──────── Exercise materials

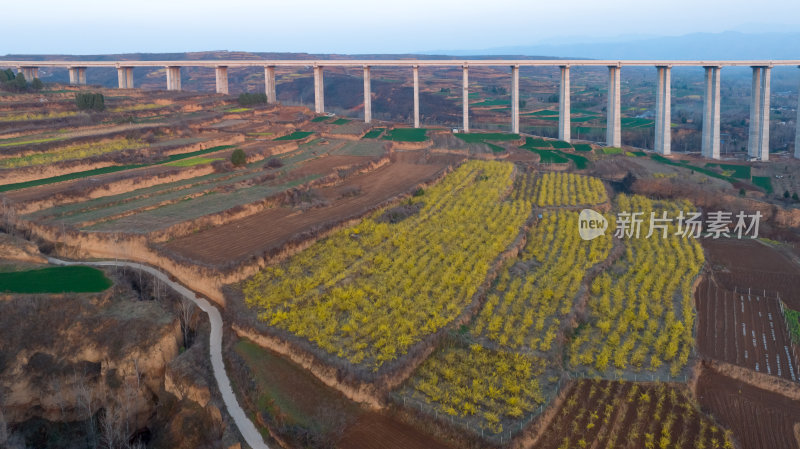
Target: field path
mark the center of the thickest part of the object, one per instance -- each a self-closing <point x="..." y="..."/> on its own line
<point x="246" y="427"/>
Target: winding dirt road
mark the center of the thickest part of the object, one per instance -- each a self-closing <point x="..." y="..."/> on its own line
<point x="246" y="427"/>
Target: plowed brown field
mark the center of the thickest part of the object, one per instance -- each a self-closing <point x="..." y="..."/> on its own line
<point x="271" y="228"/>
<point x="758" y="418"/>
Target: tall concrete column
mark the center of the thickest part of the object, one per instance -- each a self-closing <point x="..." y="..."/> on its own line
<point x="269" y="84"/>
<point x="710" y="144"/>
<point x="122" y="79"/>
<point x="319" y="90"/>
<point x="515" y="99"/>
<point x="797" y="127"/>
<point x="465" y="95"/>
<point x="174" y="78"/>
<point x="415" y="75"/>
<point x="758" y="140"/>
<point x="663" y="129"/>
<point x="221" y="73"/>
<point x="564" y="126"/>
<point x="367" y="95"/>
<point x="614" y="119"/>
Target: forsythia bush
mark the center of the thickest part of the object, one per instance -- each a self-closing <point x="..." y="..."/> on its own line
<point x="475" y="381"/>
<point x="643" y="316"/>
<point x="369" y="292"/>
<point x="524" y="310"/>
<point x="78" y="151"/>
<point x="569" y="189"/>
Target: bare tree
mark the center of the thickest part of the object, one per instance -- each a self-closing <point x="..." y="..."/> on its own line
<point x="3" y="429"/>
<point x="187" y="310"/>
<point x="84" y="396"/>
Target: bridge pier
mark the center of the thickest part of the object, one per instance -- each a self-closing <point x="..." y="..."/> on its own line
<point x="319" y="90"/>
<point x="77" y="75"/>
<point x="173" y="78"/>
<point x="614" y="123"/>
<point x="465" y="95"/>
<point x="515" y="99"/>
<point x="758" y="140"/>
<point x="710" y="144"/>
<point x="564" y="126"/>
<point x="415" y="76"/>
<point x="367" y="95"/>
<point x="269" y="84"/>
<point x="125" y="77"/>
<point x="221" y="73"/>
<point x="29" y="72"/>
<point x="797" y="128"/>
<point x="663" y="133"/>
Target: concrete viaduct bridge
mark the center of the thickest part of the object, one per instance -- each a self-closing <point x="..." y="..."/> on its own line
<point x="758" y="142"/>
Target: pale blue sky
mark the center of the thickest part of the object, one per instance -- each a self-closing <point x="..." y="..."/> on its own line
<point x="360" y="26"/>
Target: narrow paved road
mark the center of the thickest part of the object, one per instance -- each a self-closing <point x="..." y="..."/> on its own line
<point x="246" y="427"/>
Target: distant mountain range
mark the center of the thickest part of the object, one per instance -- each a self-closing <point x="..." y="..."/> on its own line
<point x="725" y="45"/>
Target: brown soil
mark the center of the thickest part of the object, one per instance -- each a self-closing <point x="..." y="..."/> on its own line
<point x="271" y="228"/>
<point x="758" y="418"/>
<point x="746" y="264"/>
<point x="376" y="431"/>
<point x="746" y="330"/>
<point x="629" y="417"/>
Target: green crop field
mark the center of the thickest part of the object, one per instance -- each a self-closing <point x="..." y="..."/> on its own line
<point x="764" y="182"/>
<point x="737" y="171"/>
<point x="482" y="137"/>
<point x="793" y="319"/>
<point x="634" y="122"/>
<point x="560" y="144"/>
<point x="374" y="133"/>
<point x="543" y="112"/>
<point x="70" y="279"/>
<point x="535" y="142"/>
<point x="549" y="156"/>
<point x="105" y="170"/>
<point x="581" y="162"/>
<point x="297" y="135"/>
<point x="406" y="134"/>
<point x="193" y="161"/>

────────────────

What this task involves
All of the data above should be transcribed verbatim, with pictures omitted.

Solution below
Target: field path
mark the center of the thickest part of the object, one per instance -- each a self-closing <point x="..." y="..."/> on its own line
<point x="246" y="427"/>
Target: winding dirt road
mark the center of the thickest part of the object, one per instance -- each a self-closing <point x="..." y="..."/> on its own line
<point x="246" y="427"/>
Target: plowed brown field
mark the center of the thickest part of the object, one per instance -- each a self-closing <point x="..." y="..."/> on its own line
<point x="271" y="228"/>
<point x="758" y="418"/>
Target: tall concrete column
mark the center of the thickest part of the object, one per instance -- each a self-closing <point x="..." y="..."/> on its own line
<point x="269" y="84"/>
<point x="710" y="144"/>
<point x="122" y="79"/>
<point x="319" y="90"/>
<point x="515" y="99"/>
<point x="797" y="127"/>
<point x="465" y="95"/>
<point x="174" y="78"/>
<point x="415" y="75"/>
<point x="758" y="140"/>
<point x="663" y="129"/>
<point x="221" y="73"/>
<point x="564" y="126"/>
<point x="367" y="95"/>
<point x="614" y="119"/>
Target: forsythia bush
mark the center of the thickest part of the object, one per instance -- each a self-closing <point x="..." y="..."/> on its own line
<point x="475" y="381"/>
<point x="643" y="316"/>
<point x="369" y="292"/>
<point x="524" y="310"/>
<point x="78" y="151"/>
<point x="569" y="189"/>
Target: bare tree
mark the center of the thickest part of the object, one per instance -- each a self-closing <point x="..." y="..."/> on its own line
<point x="3" y="429"/>
<point x="187" y="310"/>
<point x="84" y="396"/>
Target: bridge pier
mark the center of the thickest part of the object, one per instance -- each a self-closing <point x="..." y="..."/> on its own line
<point x="319" y="90"/>
<point x="77" y="75"/>
<point x="173" y="78"/>
<point x="614" y="123"/>
<point x="465" y="95"/>
<point x="515" y="99"/>
<point x="758" y="140"/>
<point x="710" y="144"/>
<point x="564" y="126"/>
<point x="415" y="76"/>
<point x="367" y="95"/>
<point x="269" y="84"/>
<point x="125" y="77"/>
<point x="221" y="73"/>
<point x="29" y="72"/>
<point x="797" y="128"/>
<point x="663" y="133"/>
Target: concrete viaduct bridge
mark the center of the thickest part of the object, one per instance -- each a self-closing <point x="..." y="..."/> on its own line
<point x="758" y="142"/>
Target: pale blue sky
mark the center of the thickest part of the object, one per instance -- each a self-closing <point x="..." y="..."/> on its own line
<point x="360" y="26"/>
Target: narrow paved road
mark the center of the thickest part of the object, one per instance -- each a self-closing <point x="..." y="..."/> on its own line
<point x="246" y="427"/>
Target: distant mountain range
mark the center of the thickest part of the object, one per instance -- each a self-closing <point x="..." y="..."/> on its own line
<point x="725" y="45"/>
Target: brown soil
mark the center of the thickest part of the object, one per instance -- each a self-closing <point x="..." y="..."/> on its own line
<point x="271" y="228"/>
<point x="758" y="418"/>
<point x="746" y="264"/>
<point x="376" y="431"/>
<point x="746" y="330"/>
<point x="629" y="417"/>
Target: green crop field
mark the center of the thickest part of the object, one per instance -- each a self-closing <point x="..." y="..."/> on its own line
<point x="764" y="182"/>
<point x="737" y="171"/>
<point x="482" y="137"/>
<point x="793" y="319"/>
<point x="634" y="122"/>
<point x="560" y="144"/>
<point x="374" y="133"/>
<point x="543" y="112"/>
<point x="70" y="279"/>
<point x="535" y="142"/>
<point x="549" y="156"/>
<point x="105" y="170"/>
<point x="581" y="162"/>
<point x="297" y="135"/>
<point x="406" y="134"/>
<point x="193" y="161"/>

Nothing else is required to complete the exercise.